● WHAT IS REQUIRED: In the data below, switch each "shoe" to "sneaker" and keep all other text the same.

Data listing

>> begin

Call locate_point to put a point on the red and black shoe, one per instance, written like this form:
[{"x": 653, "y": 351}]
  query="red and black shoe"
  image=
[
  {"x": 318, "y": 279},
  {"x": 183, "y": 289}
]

>> end

● WRITTEN RESPONSE:
Call locate_point to put a point on the red and black sneaker, one per instance, written like this form:
[{"x": 653, "y": 351}]
  query="red and black sneaker"
  image=
[
  {"x": 318, "y": 279},
  {"x": 183, "y": 289}
]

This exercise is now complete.